* **Given request 1**: Transcribe the interpleader order word for word, between "On November 14, 2008, the" and "of Civil Procedure.", inclusive.
* **Given request 2**: Write the next part of the court order in the Wells Fargo interpleader case, picking up after its final paragraph.

IN THE UNITED STATES DISTRICT COURT FOR THE EASTERN DISTRICT OF CALIFORNIA
January 27, 2009
WELLS FARGO BANK, NATIONAL ASSOCIATION, PLAINTIFF,
PACCAR FINANCIAL CORP., A WASHINGTON CORPORATION; AND SIDHU TRUCK LINE, INC., A CALIFORNIA CORPORATION, DEFENDANTS.
The opinion of the court was delivered by: Anthony W. Ishii Chief United States District Judge
ORDER GRANTING PLAINTIFF WELLS FARGO'S MOTION FOR JUDGMENT IN INTERPLEADER AND AWARD OF ATTORNEYS' FEES AND ENTRY OF DEFAULT JUDGMENT
Pending before the court are Plaintiff Wells Fargo Bank, National Association's ("Wells Fargo") motion for discharge from liability and for an award of attorneys' fees and costs and motion for entry of default judgment in this interpleader action. Defendants PACCAR Financial Corp. ("PACCAR") and Sidhu Truck Line, Inc. ("Sidhu") have not filed any oppositions to Plaintiff's motions.
On February 28, 2008, Sidhu deposited check No. 00217398 in the amount of $6371.39 payable to Sidhu and PACCAR to Sidhu's account with Wells Fargo. The check was only endorsed by Sidhu and not PACCAR.
On April 23, 2008, PACCAR contacted Wells Fargo and demanded payment of the full amount of the check. Wells Fargo withdrew the proceeds of the check from Sidhu's account and delivered the funds in the amount of $6371.39 into the United States District Court Registry.
On June 26, 2008, Wells Fargo filed a complaint for interpleader against Defendants. On September 23, 2008, PACCAR answered the complaint. Sidhu did not answer the complaint.
On November 12, 2008, Wells Fargo filed a motion for entry of default against Sidhu with a corresponding proof of service.
On November 14, 2008, the clerk of the court entered a default entry as to Sidhu for failing to appear, plead, or answer Plaintiff's complaint within the time allowed under the Federal Rules of Civil Procedure.
On December 18, 2008, Plaintiff filed a motion for discharge from liability and for an award of attorneys' fees and costs and a motion for entry of default judgment. Defendants have not filed any oppositions to Plaintiff's motions.
On January 13, 2009, the court took the matter under submission pursuant to L.R. 78-230(h) and directed Plaintiff to provide evidence that $315.00 is a reasonable hourly rate in the Fresno legal community.
On January 19, 2009, Plaintiff and PACCAR filed a stipulation that all funds remaining in the custody of the clerk after the court exercises its discretion and awards attorneys' fees and after the clerk pays Plaintiff the sum, the remaining balance, if any, shall be payable to PACCAR.

* **Items**:

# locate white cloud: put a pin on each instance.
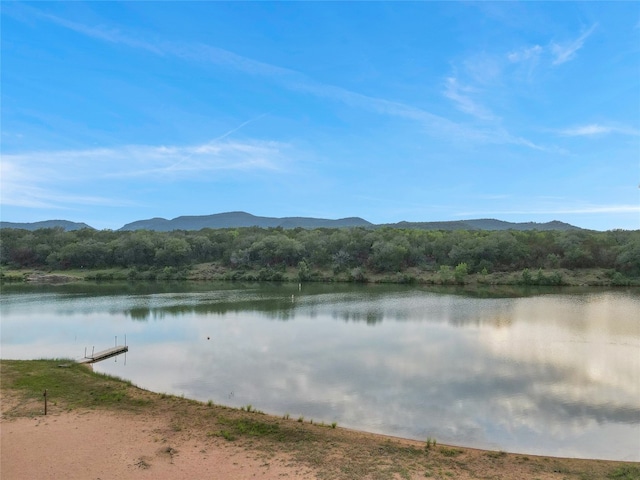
...
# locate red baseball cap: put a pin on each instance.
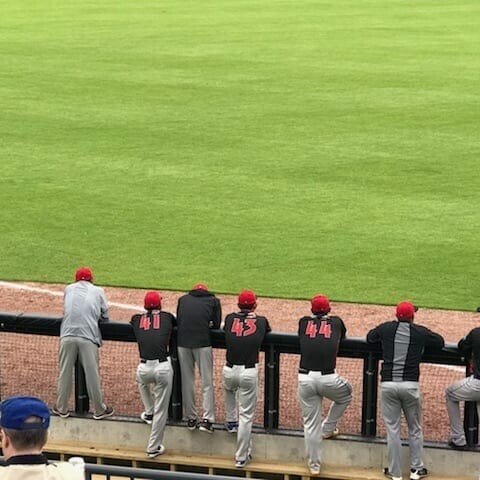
...
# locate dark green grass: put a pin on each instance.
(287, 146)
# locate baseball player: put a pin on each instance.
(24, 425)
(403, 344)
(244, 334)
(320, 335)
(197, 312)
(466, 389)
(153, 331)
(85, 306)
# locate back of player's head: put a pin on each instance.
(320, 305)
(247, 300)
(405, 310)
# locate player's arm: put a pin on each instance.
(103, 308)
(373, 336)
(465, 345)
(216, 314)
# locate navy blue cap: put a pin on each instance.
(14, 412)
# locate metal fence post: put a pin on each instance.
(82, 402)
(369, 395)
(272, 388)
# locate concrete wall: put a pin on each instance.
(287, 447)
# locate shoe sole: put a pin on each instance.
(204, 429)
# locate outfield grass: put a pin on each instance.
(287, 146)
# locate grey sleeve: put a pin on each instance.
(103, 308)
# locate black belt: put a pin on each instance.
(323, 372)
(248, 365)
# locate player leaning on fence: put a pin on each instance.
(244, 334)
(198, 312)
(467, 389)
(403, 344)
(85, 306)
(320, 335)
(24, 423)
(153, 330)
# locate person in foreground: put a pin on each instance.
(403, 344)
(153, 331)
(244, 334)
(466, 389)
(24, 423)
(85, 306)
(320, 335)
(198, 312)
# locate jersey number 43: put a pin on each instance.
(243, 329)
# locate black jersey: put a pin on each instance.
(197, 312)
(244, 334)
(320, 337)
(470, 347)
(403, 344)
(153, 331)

* **Final answer 1**:
On November 14, 2008, the clerk of the court entered a default entry as to Sidhu for failing to appear, plead, or answer Plaintiff's complaint within the time allowed under the Federal Rules of Civil Procedure.

* **Final answer 2**:
On January 22, 2009, Plaintiff filed the declaration of attorney Tamara Lyles ("Ms. Lyles") in support of attorney Robert Fisher's ("Mr. Fisher") hourly rate of $315.00.
Discharge of Liability
Rule 22 provides: "Persons having claims against the plaintiff may be joined as defendants and required to interplead when their claims are such that the plaintiff is or may be exposed to double or multiple liability." Fed. R. Civ. P. 22(1). A party seeking to bring an interpleader action under Rule 22 must first establish jurisdiction over its claims. Aetna Life Ins. Co. v. Bayona, 223 F.3d 1030, 1033 (9th Cir. 2000). Here, pursuant to 28 U.S.C. §1335(a), Plaintiff holds money of the value of more than $500 and the two adverse claimants are of diverse citizenship as defined in 28 U.S.C. § 1332.*fn1 "Interpleader's primary purpose is not to compensate, but rather to protect stakeholders from multiple liability as well as from the expense of multiple litigation." Aetna, 223 F.3d at 1034. The principle requirement for interpleader is a real and reasonable fear of double liability or vexatious, conflicting claims. Indianapolis Colts v. Mayor of Baltimore, 741 F.2d 954, 957 (7th Cir. 1984).
In this case, Plaintiff has received conflicting claims as to the $6371.39. Wells Fargo itself has no interest in the $6371.39. If an interpleading plaintiff has no interest in the stake, the plaintiff should be dismissed. Sun Life Assur. Co. of Canada v. Chan's Estate, 2003 WL 22227881, *2 (N.D. Cal. Sept. 22, 2003). Moreover, Defendants do not object to Wells Fargo being discharged in this action. Thus, Plaintiff's motion for discharge can be granted.
Award of Attorneys' Fees and Costs
Plaintiff asks for attorneys' fees ands costs to compensate it for bringing this interpleader action. Defendants have not objected to Plaintiff's request for fees and costs. Courts generally have discretion to award attorneys' fees to a disinterested stakeholder in an interpleader action. Abex Corp. v. Ski's Enters., Inc., 748 F.2d 513, 516 (9th Cir. 1984). Courts routinely grant such awards absent a showing of bad faith. Schirmer Stevedoring Corp. Ltd. v. Seaboard Stevedoring Corp., 306 F.2d 188, 194-95 (9th Cir. 1962). "The amount of fees to be awarded in an interpleader action is committed to the sound discretion of the district court." Trustees of Directors Guild of America-Producer Pension Benefits Plans v. Tise, 234 F.3d 415, 426 (9th Cir. 2000). The stakeholder will typically be compensated for reasonable attorneys' fees out of the interpleader fund deposited in the court. Id. at 427.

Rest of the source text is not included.